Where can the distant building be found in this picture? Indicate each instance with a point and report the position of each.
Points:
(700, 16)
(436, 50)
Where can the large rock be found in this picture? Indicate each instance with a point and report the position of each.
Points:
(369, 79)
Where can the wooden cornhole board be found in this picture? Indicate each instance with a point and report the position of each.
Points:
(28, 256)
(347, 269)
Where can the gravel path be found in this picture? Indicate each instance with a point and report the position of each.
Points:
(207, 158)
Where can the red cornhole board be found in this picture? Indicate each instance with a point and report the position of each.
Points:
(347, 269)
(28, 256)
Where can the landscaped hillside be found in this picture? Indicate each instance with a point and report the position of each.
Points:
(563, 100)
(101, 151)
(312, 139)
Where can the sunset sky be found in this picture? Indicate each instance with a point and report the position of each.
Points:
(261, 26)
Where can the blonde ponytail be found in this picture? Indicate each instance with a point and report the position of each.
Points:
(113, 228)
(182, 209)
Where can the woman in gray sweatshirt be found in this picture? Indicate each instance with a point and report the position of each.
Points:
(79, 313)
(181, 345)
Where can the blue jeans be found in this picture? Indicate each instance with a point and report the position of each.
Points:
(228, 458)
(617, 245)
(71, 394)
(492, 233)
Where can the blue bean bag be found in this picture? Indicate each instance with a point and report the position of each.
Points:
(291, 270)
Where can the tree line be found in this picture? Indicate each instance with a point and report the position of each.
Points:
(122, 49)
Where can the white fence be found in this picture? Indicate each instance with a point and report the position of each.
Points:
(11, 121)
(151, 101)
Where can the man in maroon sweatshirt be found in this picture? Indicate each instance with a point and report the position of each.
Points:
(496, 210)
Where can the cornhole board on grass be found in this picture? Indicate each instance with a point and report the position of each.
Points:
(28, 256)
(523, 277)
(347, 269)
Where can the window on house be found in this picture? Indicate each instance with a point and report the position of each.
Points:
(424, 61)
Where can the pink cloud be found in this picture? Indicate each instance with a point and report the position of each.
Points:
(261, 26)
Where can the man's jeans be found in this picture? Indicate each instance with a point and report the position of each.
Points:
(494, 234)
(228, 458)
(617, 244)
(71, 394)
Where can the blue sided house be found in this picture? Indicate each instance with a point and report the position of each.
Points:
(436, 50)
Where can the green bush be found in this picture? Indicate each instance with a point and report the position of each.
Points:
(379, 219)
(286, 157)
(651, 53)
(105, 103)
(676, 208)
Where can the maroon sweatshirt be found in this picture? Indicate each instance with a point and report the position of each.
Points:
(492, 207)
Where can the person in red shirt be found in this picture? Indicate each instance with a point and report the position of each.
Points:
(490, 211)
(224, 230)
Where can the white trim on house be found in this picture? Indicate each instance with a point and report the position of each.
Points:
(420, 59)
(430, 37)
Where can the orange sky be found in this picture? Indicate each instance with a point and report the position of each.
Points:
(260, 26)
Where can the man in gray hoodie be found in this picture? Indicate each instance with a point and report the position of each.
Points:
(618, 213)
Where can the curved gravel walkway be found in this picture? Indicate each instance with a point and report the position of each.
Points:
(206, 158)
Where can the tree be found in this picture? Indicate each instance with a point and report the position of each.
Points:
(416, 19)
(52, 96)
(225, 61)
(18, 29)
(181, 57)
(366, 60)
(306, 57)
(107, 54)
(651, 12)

- _WORK ITEM_: Only one part of the material above is to be transcribed, namely the lines starting with the line that has "Where can the pink" and going on through the line that has "Where can the green", exactly as they stand.

- _OUTPUT FOR THIS TASK_:
Where can the pink cloud be found in this picture? Indicate each instance with a point and report the position of each.
Points:
(261, 26)
Where can the man's jeans be found in this picture? Indicate each instance with a point and report the position of each.
Points:
(494, 234)
(228, 458)
(617, 244)
(71, 394)
Where can the blue sided house be found in this picture? Indicate each instance with a point and report the position of each.
Points:
(436, 50)
Where can the green bush be found in this picture? Indicate each instance with a point and report the position of each.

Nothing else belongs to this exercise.